• [WORK REQUEST]: Copy the listing below exactly, but skip the pictures.

• [DATA EXTRACTS]:

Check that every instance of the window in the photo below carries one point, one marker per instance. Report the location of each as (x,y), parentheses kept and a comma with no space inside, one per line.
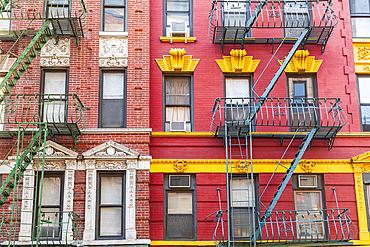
(307,190)
(301,90)
(237,90)
(180,205)
(51,205)
(111,206)
(113,15)
(364,98)
(296,18)
(112,99)
(241,207)
(178,103)
(176,11)
(54,88)
(360,18)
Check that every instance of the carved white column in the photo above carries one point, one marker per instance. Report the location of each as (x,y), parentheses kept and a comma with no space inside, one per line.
(130,199)
(68,199)
(27,205)
(90,205)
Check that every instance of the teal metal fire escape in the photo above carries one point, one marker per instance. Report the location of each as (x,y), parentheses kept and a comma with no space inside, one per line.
(235,119)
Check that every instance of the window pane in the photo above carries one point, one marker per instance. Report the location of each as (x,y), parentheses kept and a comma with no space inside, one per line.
(180,203)
(177,5)
(359,6)
(364,89)
(114,2)
(360,27)
(112,114)
(113,85)
(114,19)
(55,83)
(178,91)
(242,193)
(111,221)
(177,113)
(51,191)
(111,190)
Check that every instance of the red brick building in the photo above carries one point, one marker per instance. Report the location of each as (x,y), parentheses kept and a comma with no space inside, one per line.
(258,120)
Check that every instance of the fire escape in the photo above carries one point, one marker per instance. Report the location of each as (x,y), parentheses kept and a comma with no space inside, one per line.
(28,120)
(236,119)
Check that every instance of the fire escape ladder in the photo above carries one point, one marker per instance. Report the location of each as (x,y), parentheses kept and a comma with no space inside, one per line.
(25,59)
(301,40)
(302,148)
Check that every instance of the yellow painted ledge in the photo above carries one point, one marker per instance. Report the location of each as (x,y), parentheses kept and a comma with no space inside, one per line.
(178,39)
(209,134)
(188,243)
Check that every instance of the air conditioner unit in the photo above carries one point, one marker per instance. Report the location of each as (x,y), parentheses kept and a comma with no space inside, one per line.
(179,181)
(307,181)
(178,29)
(177,126)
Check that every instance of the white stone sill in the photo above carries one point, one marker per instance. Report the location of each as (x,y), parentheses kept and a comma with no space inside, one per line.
(122,34)
(118,242)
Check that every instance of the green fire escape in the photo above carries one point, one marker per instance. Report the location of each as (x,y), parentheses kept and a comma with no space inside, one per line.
(235,120)
(27,120)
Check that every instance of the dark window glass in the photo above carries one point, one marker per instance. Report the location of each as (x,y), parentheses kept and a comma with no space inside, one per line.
(180,210)
(111,206)
(113,15)
(113,103)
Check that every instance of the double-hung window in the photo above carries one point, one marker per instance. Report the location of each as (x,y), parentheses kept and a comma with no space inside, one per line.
(360,18)
(111,206)
(112,99)
(308,203)
(180,205)
(364,98)
(237,92)
(51,196)
(54,100)
(113,15)
(177,13)
(241,207)
(178,103)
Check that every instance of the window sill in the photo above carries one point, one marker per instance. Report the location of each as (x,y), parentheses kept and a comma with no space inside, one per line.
(118,242)
(178,39)
(122,34)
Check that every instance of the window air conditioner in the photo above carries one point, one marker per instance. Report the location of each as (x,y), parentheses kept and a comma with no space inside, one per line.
(178,29)
(307,181)
(178,126)
(179,181)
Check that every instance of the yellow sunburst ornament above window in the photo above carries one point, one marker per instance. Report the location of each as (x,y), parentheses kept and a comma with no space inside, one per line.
(238,62)
(177,62)
(302,63)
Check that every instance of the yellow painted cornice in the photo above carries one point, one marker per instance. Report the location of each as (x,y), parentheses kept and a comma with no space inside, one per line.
(177,62)
(361,51)
(178,39)
(238,62)
(302,63)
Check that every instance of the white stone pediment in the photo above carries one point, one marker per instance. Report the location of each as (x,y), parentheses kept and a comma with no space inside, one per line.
(57,151)
(110,150)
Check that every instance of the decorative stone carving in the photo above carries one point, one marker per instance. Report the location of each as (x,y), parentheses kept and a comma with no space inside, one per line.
(238,62)
(307,165)
(113,51)
(180,166)
(177,61)
(55,54)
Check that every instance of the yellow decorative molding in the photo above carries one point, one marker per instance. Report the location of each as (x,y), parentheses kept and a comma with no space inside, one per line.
(302,63)
(238,62)
(180,166)
(361,51)
(307,165)
(178,39)
(177,61)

• [RESPONSE]:
Check that every instance of the window in the photo below carries one point, one marker per instance. Report the location of each as (x,y), parentheses kept and a comma with no space inside, one per line.
(307,190)
(301,90)
(237,90)
(180,205)
(51,205)
(111,206)
(113,15)
(364,98)
(296,18)
(112,99)
(241,207)
(178,103)
(176,11)
(54,88)
(360,18)
Check that every instance of the carved white column in the photo above carries one point, one marker per instance. Report the location of each as (x,y), parentheses kept and a comma with no space inside, one per line.
(130,199)
(68,199)
(27,205)
(90,205)
Check that every instance of the teal metal fire escape in the photo above carries one point, one marker per instance. Report the location of each as (x,y), parentheses kept and a comma with no space inside, one per line.
(235,119)
Check that every instance of the window pane in the photo above carries one point, one marker per instance. Report the location of each as (x,y), parentheses kept and a comma with no space inside, one per line.
(180,203)
(177,5)
(359,6)
(364,89)
(114,2)
(360,27)
(112,114)
(113,85)
(114,19)
(55,83)
(178,91)
(242,193)
(111,221)
(177,113)
(51,191)
(111,190)
Check that every instance of the red brick building in the photo above carries one point, one marker per instance. Report the location of each as (x,y), parentheses kept and a comma with no space inside, one per line.
(258,120)
Check that every instance of the fire escape in the photo above carries one point, one marker per instance. Report the location of each as (x,y), parentheses kept and a comma with no space inside, one per line.
(28,120)
(236,119)
Check that every instance of the fire escape ladder in the photo above carries one point, one marker per instance. Report the location of each as (x,y), parentheses kept and a comma with no space inside, one per line.
(25,59)
(301,40)
(302,148)
Check that every instance of the yellow painted ledge in the photo above carries one point, one marker per instance. Report the location of each as (x,y), parentheses kept and a comma with no space inside, one per line.
(178,39)
(209,134)
(188,243)
Check that every instance of the air conditioner unit in the photo above carries one point, one marker per instance. Report the location of each as (x,y), parentheses kept and a comma with no space inside, one per line.
(179,181)
(307,181)
(178,29)
(177,126)
Check that every instance of the white stone sill in the photo above carries one point, one marker per instance. Report the location of each as (x,y), parentheses kept and a comma with no space inside, one per line.
(122,34)
(118,242)
Check that every instance of the green fire escape in the photo above carries one point, one marker per instance. Report the location of each as (x,y), parentheses kept and a comma with no space inside, one per line.
(235,120)
(27,120)
Check that every instance of the dark window glass in the photo above carries one point, one marker per instance. Report the location of each as (x,y), parentheses kept and a comma with no space inside, one per line.
(180,210)
(111,206)
(113,15)
(113,103)
Check that every instance of the double-hung window in the photo above carries one point, one marker per instance. Report the location of each as (x,y), parentheses kept and a comma with no space inside, one per line.
(360,18)
(111,206)
(112,99)
(308,203)
(180,205)
(364,98)
(237,92)
(51,196)
(54,100)
(113,15)
(177,13)
(241,207)
(178,103)
Check that every instance of the window sill in the photo above carries one point, one marker per instance. Report the location of each as (x,y), parentheses kept and a comma with no space inside, one per line.
(118,242)
(178,39)
(122,34)
Check that every instance of the window air conditioner in the photo above carries one point, one marker per instance. Report the location of each as (x,y), parentheses kept and a comma with no space inside, one per line.
(178,29)
(307,181)
(178,126)
(179,181)
Check that every instance of the yellow sunburst ornament above window in the photo above carries one point, one marker per instance. Report the location of each as (x,y), parentheses kept and a comma with no space inside, one per line.
(238,62)
(177,62)
(302,63)
Check that every instance of the yellow painted cornice in the photo above carries one point, one marker per instance. Report the location of each as (x,y), parentheses kept and a comma with no space inside, one per line.
(177,62)
(361,51)
(178,39)
(238,62)
(302,63)
Check that every instance of the white stone pediment in the photo above carries one point, one marker per instance. Report the location of each as (x,y), parentheses kept and a comma with no space inside, one per line.
(57,151)
(110,150)
Check that every instance of the decorative stone carving in the photo above carries one point, one marker per instance. Report the location of each as (x,y), parentheses kept and a comma with no space inside, one per line.
(238,62)
(307,165)
(113,51)
(180,166)
(177,61)
(55,54)
Check that every instance of the yellow decorative molding in the photo above carries one point, one marker per instance. Report the location of each as (x,y), parentheses kept and a comma with no space inside, one per line.
(302,63)
(238,62)
(180,166)
(361,51)
(307,165)
(178,39)
(177,61)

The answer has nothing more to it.